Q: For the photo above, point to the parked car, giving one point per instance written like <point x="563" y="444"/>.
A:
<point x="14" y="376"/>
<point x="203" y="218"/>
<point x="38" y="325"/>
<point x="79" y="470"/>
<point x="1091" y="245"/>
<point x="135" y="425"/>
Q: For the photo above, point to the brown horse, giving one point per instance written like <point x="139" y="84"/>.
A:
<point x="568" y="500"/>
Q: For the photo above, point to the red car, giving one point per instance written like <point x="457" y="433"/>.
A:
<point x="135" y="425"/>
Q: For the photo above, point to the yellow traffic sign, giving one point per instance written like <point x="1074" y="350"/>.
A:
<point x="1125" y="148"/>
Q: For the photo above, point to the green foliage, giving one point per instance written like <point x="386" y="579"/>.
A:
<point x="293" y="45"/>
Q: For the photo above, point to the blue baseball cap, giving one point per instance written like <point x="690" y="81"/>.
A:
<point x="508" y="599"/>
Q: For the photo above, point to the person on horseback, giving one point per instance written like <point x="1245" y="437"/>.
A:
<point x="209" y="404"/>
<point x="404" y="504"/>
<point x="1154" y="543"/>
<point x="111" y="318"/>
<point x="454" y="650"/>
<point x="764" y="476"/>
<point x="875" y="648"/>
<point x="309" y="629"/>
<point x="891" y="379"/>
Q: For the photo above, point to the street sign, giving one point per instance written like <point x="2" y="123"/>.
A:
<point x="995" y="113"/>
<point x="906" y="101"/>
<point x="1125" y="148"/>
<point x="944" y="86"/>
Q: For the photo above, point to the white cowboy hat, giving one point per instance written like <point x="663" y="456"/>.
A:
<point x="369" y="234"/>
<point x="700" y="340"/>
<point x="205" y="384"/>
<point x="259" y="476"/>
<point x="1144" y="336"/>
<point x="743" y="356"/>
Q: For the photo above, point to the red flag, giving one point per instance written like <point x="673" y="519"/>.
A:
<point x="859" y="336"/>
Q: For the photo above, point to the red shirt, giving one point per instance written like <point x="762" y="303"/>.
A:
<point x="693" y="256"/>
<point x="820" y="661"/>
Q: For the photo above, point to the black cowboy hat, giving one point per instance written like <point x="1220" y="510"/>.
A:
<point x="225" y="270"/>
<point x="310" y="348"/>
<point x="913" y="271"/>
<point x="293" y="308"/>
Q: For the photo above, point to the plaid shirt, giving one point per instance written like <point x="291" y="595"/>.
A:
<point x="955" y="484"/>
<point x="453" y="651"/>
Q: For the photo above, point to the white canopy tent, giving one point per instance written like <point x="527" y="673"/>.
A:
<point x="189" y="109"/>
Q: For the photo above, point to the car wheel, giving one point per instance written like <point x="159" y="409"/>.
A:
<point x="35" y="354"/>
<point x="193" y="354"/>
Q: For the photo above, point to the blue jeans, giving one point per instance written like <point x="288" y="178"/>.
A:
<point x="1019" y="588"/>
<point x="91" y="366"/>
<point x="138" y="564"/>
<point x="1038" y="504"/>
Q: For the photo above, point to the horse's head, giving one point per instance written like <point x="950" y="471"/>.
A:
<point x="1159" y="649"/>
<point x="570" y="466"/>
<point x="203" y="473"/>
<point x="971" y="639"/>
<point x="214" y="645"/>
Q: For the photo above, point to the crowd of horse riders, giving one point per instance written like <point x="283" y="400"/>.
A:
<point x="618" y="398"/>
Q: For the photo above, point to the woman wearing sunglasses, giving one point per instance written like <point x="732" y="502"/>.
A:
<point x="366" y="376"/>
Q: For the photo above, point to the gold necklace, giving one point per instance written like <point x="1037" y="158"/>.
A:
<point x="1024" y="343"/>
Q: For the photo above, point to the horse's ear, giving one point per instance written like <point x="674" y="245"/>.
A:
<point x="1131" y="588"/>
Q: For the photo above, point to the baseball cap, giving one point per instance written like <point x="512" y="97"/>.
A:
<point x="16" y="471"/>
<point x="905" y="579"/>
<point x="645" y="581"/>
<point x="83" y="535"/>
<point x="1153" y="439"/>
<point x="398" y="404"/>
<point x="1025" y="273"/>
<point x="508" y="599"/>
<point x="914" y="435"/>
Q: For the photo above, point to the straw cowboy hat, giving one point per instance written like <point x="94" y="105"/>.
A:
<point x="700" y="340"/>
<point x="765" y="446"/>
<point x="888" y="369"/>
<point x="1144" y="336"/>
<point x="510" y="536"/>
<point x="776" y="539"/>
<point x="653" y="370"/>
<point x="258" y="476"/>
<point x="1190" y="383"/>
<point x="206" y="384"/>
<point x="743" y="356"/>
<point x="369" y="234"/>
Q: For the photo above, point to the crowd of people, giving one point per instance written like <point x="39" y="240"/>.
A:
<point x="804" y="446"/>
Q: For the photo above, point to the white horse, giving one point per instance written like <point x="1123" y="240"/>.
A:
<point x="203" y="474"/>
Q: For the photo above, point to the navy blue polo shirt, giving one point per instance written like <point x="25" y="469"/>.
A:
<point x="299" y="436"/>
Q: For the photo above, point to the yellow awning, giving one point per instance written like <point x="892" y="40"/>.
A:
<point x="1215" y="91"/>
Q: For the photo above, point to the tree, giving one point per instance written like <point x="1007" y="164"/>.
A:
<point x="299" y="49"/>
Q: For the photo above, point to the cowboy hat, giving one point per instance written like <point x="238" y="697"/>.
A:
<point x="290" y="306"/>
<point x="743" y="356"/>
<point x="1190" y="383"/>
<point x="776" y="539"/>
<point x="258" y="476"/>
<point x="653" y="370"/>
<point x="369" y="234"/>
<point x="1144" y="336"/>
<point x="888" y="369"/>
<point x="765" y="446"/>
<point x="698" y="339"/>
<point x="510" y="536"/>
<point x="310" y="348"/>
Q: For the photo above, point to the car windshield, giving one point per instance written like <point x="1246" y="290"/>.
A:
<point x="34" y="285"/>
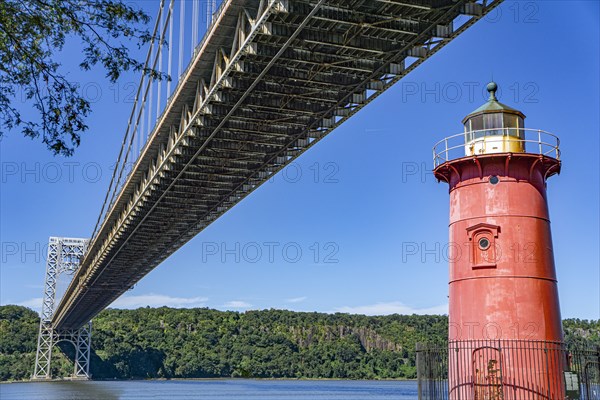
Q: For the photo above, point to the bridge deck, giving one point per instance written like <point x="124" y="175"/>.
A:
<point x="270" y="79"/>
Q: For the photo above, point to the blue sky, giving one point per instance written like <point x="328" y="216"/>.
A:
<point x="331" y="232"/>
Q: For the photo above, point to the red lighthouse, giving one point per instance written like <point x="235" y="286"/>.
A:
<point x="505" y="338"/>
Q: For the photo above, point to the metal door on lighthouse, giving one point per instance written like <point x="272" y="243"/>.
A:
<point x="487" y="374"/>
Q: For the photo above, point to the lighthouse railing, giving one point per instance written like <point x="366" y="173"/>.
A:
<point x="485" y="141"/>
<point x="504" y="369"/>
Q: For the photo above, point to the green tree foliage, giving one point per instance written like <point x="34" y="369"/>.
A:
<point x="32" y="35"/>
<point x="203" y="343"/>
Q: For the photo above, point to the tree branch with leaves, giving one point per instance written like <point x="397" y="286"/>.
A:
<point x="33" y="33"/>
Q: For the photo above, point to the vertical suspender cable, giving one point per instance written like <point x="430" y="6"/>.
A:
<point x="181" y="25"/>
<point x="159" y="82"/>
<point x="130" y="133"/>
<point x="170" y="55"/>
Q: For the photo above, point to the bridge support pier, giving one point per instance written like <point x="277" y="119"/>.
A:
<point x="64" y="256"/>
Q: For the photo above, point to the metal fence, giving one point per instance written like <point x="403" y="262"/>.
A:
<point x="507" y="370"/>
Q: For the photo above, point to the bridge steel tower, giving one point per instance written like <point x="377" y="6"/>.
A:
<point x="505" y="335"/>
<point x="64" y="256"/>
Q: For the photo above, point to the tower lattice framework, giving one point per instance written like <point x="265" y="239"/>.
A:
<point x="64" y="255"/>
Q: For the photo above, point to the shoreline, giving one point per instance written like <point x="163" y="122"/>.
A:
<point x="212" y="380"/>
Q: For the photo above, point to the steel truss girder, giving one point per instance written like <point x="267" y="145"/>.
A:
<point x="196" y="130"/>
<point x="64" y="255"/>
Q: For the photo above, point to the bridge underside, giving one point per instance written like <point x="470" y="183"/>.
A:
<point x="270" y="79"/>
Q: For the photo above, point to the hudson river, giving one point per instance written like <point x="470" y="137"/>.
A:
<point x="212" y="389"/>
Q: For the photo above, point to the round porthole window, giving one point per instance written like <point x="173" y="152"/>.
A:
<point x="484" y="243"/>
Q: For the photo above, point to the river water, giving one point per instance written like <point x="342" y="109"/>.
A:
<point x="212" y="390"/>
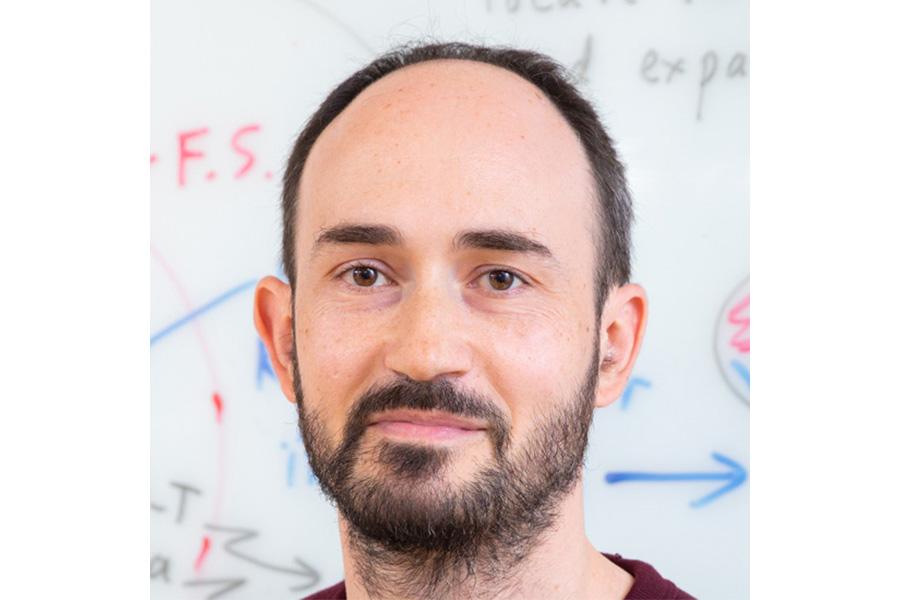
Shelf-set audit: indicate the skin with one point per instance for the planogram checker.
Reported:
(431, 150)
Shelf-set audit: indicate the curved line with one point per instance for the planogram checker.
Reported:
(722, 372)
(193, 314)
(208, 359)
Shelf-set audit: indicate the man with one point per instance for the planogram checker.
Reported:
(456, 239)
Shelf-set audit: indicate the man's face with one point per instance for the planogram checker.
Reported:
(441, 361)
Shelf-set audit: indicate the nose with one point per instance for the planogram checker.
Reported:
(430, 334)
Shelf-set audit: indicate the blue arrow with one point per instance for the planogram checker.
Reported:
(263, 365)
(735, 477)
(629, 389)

--

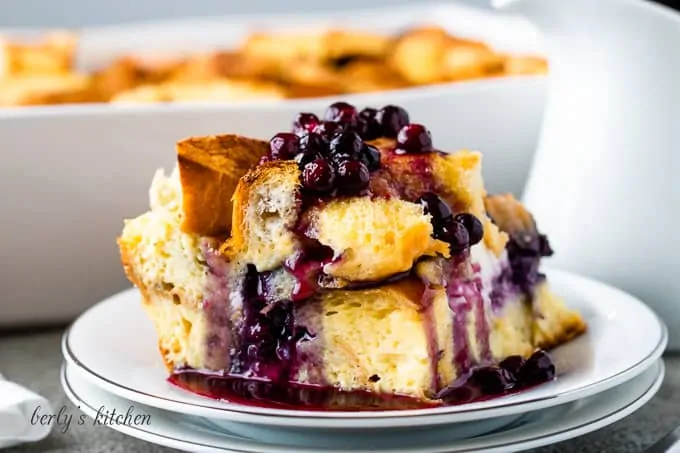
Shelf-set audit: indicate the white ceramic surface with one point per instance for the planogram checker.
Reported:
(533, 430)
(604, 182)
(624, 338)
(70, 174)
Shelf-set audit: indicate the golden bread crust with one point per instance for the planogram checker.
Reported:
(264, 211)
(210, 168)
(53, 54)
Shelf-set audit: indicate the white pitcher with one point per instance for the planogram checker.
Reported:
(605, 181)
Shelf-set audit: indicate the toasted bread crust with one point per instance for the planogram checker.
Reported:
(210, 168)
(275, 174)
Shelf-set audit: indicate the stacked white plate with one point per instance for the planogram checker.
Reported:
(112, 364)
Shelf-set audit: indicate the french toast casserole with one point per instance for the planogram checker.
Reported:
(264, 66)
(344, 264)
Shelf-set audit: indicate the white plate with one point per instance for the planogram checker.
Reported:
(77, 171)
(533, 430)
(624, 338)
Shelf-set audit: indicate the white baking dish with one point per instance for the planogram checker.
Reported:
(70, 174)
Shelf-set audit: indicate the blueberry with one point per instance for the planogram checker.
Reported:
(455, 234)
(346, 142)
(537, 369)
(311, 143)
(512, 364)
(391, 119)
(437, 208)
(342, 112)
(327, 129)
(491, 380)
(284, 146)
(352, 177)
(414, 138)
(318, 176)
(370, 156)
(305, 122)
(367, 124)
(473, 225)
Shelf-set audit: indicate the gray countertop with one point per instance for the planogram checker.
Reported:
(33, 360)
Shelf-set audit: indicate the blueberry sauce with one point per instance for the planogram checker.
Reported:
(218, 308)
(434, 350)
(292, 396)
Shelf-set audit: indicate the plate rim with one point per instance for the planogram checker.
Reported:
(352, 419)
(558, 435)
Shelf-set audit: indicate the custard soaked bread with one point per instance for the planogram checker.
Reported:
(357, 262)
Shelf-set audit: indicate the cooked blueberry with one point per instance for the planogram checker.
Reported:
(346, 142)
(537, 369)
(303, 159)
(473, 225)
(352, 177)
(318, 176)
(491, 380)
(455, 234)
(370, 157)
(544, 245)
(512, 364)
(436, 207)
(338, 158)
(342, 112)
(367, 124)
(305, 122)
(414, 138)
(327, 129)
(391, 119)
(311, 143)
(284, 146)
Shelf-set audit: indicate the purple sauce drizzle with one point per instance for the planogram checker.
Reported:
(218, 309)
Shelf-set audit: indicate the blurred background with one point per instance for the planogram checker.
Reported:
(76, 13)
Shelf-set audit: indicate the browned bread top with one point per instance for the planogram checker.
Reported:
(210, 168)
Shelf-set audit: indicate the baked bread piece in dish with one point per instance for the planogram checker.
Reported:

==

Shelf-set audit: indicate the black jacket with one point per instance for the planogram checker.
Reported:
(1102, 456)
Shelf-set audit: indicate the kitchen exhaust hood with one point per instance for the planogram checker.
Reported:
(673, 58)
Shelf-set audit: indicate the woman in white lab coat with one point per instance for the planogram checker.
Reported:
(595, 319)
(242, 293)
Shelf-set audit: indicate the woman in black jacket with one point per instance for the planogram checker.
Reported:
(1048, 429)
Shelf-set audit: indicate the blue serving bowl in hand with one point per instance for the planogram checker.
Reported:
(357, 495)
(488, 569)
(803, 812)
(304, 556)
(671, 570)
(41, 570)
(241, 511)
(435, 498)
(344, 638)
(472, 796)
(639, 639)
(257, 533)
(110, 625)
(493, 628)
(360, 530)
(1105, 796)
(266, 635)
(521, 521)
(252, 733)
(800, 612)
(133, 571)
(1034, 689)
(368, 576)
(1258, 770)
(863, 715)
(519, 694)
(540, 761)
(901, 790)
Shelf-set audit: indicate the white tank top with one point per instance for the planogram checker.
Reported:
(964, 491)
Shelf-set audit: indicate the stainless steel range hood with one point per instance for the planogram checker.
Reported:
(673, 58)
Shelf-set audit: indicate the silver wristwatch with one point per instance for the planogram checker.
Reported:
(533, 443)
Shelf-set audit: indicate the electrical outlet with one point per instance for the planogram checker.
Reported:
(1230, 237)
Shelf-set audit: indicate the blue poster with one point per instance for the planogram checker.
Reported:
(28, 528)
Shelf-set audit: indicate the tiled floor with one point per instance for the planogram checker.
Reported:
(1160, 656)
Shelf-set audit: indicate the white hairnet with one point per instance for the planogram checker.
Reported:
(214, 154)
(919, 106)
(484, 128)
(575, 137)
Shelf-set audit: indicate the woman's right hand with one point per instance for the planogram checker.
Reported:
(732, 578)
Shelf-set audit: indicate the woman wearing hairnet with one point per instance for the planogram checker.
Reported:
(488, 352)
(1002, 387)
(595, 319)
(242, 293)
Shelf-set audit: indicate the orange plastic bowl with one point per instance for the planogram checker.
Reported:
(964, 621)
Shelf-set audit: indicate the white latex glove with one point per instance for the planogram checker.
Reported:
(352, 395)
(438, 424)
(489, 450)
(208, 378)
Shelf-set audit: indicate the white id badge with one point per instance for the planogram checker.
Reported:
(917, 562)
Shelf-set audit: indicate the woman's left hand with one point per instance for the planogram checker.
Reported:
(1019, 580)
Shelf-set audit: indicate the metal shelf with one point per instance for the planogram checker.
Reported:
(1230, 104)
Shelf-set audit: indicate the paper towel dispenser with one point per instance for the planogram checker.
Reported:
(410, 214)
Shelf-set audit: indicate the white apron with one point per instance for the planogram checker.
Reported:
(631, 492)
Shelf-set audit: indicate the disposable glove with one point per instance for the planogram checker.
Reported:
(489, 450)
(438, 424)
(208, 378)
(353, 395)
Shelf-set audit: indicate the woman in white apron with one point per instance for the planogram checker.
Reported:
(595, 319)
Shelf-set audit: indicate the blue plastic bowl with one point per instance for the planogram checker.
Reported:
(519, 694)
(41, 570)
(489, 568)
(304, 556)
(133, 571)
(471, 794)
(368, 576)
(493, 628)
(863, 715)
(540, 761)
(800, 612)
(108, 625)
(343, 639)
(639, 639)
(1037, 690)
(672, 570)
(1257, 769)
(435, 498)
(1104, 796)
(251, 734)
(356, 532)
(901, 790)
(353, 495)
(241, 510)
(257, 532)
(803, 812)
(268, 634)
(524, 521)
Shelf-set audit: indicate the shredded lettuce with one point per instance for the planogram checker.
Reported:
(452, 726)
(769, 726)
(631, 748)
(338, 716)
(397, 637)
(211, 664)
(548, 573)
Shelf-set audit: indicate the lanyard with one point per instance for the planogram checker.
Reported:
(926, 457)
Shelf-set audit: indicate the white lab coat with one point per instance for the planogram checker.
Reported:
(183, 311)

■ EXERCISE AIM:
In the material above, find every line that contains the word "sauce", matching case exactly, and copy each of those lines.

■ SOLUTION FOR THIS PROBLEM:
Shelf-set audit: indicate the blueberry sauce with one point per instance for the planogram checker.
Shelf-set audit: indicate the purple sauce drizzle with one point per instance for the planogram checker.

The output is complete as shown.